• _Task instructions_
Your task is to repeat the lines below exactly, excluding any pictures they contain.

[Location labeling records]
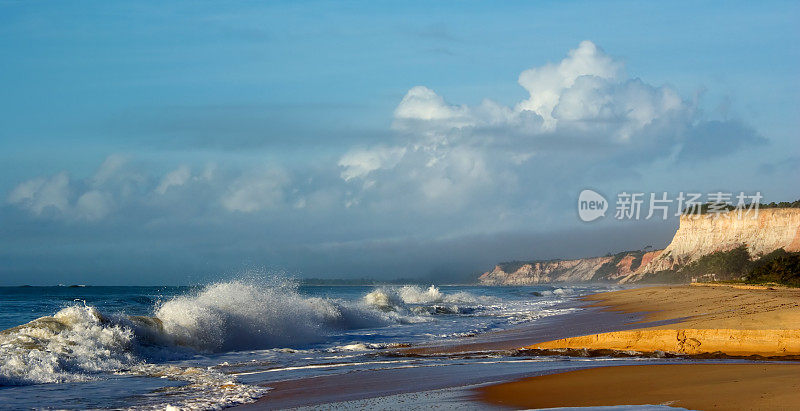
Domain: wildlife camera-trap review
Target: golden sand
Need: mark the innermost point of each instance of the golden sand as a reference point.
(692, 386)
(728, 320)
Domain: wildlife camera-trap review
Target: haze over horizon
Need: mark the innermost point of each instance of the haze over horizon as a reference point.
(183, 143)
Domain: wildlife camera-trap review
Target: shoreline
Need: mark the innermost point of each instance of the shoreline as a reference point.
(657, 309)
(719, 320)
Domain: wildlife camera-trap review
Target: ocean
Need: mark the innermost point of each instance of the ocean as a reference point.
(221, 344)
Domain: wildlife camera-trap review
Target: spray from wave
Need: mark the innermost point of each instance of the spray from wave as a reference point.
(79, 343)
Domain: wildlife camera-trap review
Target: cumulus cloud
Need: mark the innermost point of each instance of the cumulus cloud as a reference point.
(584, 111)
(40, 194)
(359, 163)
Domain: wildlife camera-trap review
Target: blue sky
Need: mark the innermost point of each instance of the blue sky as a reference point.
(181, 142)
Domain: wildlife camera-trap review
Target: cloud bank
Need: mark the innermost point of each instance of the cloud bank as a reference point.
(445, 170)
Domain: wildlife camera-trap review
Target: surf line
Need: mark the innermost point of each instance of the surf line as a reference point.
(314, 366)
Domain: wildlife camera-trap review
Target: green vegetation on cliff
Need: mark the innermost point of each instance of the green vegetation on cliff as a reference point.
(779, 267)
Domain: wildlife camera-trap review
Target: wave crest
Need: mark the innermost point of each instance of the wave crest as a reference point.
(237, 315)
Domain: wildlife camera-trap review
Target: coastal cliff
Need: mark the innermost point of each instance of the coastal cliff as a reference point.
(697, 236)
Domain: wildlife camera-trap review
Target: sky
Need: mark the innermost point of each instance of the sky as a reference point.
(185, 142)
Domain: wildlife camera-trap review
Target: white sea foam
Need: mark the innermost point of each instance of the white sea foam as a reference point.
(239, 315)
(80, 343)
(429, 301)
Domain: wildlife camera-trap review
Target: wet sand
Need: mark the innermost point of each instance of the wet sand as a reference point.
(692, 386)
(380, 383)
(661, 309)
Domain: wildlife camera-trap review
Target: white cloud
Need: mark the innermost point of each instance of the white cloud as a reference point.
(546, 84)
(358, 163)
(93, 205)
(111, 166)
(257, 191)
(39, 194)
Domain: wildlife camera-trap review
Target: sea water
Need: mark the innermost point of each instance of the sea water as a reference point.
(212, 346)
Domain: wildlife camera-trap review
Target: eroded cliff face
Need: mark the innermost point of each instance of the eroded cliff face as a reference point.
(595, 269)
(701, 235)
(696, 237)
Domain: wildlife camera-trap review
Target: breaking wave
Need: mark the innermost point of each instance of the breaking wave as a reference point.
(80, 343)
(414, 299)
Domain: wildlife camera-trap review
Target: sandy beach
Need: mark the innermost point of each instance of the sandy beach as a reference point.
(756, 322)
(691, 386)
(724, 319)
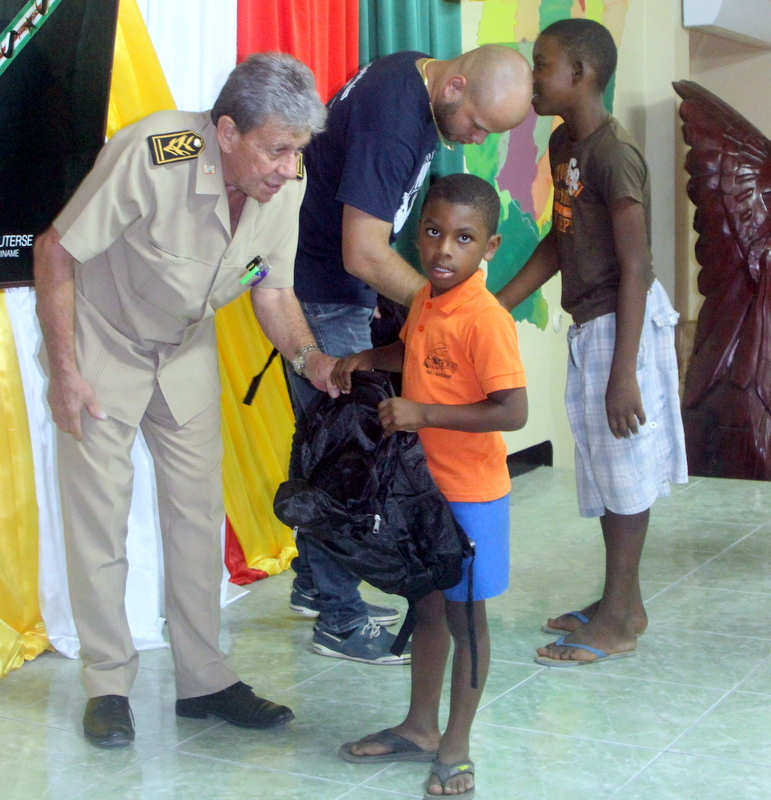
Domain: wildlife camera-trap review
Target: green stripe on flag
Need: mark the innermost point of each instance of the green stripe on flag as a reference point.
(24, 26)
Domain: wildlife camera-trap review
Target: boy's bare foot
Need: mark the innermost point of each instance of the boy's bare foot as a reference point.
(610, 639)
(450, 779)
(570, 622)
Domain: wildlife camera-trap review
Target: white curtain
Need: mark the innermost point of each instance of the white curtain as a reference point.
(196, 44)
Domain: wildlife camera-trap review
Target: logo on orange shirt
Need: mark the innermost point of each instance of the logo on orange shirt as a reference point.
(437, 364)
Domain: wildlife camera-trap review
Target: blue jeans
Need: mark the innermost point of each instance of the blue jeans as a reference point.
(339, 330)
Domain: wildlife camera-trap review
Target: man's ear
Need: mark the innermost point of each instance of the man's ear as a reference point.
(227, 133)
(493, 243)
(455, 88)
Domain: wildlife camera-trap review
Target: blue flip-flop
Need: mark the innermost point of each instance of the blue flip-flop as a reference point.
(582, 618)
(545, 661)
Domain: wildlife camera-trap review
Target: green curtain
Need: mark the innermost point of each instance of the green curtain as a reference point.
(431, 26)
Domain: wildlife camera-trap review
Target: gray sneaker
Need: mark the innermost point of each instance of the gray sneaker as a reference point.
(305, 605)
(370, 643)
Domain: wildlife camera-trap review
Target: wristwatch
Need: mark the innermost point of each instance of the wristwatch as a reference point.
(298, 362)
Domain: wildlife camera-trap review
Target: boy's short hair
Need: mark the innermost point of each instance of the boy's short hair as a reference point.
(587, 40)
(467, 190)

• _Output for this exercise_
Domain: wildlife camera-trap review
Target: golden sand
Need: mark the innermost point of each instance of the golden sand as a reference point.
(692, 386)
(728, 320)
Domain: wildlife camera-trap review
Target: haze over horizon
Need: mark the innermost point of each instance of the haze over horizon as a reference point.
(183, 143)
Domain: wildlife camera-trap review
Target: shoreline
Need: mark the innermost point of each instance of the shoreline as a reference point.
(657, 309)
(719, 320)
Domain: wildlife camera-trap review
Target: ocean
Need: mark the innermost point of each instance of the ocean as a reference point.
(221, 344)
Domain: wildlife camera-trap review
Target: spray from wave
Need: mark the innermost point of each instance of the spray from wave as a reference point.
(79, 343)
Domain: wildlife camera-trap review
Target: cumulus cloud
Need: mark the innermost point of each instance of the cumulus cloud as a reference point.
(584, 111)
(40, 194)
(359, 163)
Domain: wildlife camera-trap review
Target: blue sky
Need: mark the innermost point of each instance of the blue sky as a reference point.
(181, 142)
Domain: wildlife camera-trap review
Target: cloud bank
Need: mark the innermost point of each instance of the cloud bank as a reference point.
(445, 170)
Domain: wildlife camera-trap review
Target: surf line
Need: mark the innermost point of each instance of the surf line as a reference point.
(314, 366)
Domain: wildlife camera-trap review
Target: green vegetation on cliff
Need: mark the innermost point of each instance of the green vegetation on cliff as a reference point.
(779, 267)
Domain: wildlife camera-trap review
Target: wave crest
Need: mark the innermost point of each instance of the wave crest as a reference point.
(237, 315)
Domain: wildlife camera-trap review
Target: coastal cliff
Need: mark the innermost point of each instance of the coastal cliff as a reference point.
(697, 236)
Domain: wildlife camera-trap review
Target: sky
Need: mark the innermost point of each instance of the sky as a reference point.
(185, 142)
Domain: wildlife camera-trap review
Target: white sea foam
Need: mark the innermost point of each instance of the white sea foam as a reference point.
(239, 315)
(80, 343)
(429, 301)
Domain: wildlife camera-trap review
Target: wet sand
Need: mark the innermost point of each instance of the wet sand as a reference point.
(692, 386)
(380, 383)
(661, 309)
Domain: wildlife camera-trap review
Target: white cloud
Need: mark the innermost point of each instance of the white cloud as a reference point.
(546, 84)
(358, 163)
(93, 205)
(111, 166)
(257, 191)
(39, 194)
Domain: wildlife camera-trap review
Target: sea water
Need: mark the innermost point of each instance of the sea water as a reference point.
(212, 346)
Domain: wildlife camera-trap review
Target: eroded cliff face
Need: mark the innermost point of each instance of the eroded cliff face as a reference point.
(595, 269)
(701, 235)
(696, 237)
Domain: wildlife camera-trap review
Target: breaking wave
Need: mark the innermost point of each instance of the breaking wave as a reference point.
(80, 343)
(414, 299)
Domain: wildlife camera-trap review
Target: sandy beach
Need: mark the innermost point of each instance of the sandy beach as a reference point.
(756, 322)
(691, 386)
(724, 319)
Domain: wildlife camera-trap review
Target: green stripe on flag
Need: mark the innermost point of each instance of the green stripe on flag as a reference point.
(24, 26)
Domain: wildlife camera-trap review
Target: boy's bare foot
Need: mark the innermost point of each instance of the boy's bare foot as a reference point.
(610, 639)
(450, 779)
(570, 622)
Domain: wildlife camera-trap review
Target: white curtain
Need: mark the innermost point of each instance of the white curtain as a reference point.
(196, 44)
Domain: wildlife camera-trap review
Target: logo on orange shirt
Need: mark the innermost point of each instance of the logo on orange shirt as a reference point.
(437, 364)
Domain: wildlife camera-trap review
Target: blue jeans
Need: mark the innermost point of each instance of the blue jeans as a reference point.
(339, 330)
Domain: wildlife camera-trap review
Target: man's ear
Need: mark the innermost point of each instance of the man's ear as a reference point.
(227, 133)
(493, 243)
(455, 88)
Domain: wildlife camera-trap review
Target: blue flip-flop
Need: mark the innermost point of each instance of the blue flip-flop as a reference point.
(582, 618)
(545, 661)
Domain: wildlife camera-trap review
Target: green curtain
Need: mark the innermost point of each instance of the green curtain as a reference point.
(431, 26)
Domain: wildlife camera-trap review
Target: gray sneaker
Need: mark the innermost point of each instance of the gray sneaker as a reference point.
(305, 605)
(370, 643)
Domain: wildlife camera-trap review
Target: wristwatch
Need: mark the innermost point of each instance of the wristwatch as a reference point.
(298, 362)
Domain: wildlife camera-trap review
Target: boy's short hair
Need: mark the innermost point of each instance of the boy's short hair as a reference point.
(587, 40)
(467, 190)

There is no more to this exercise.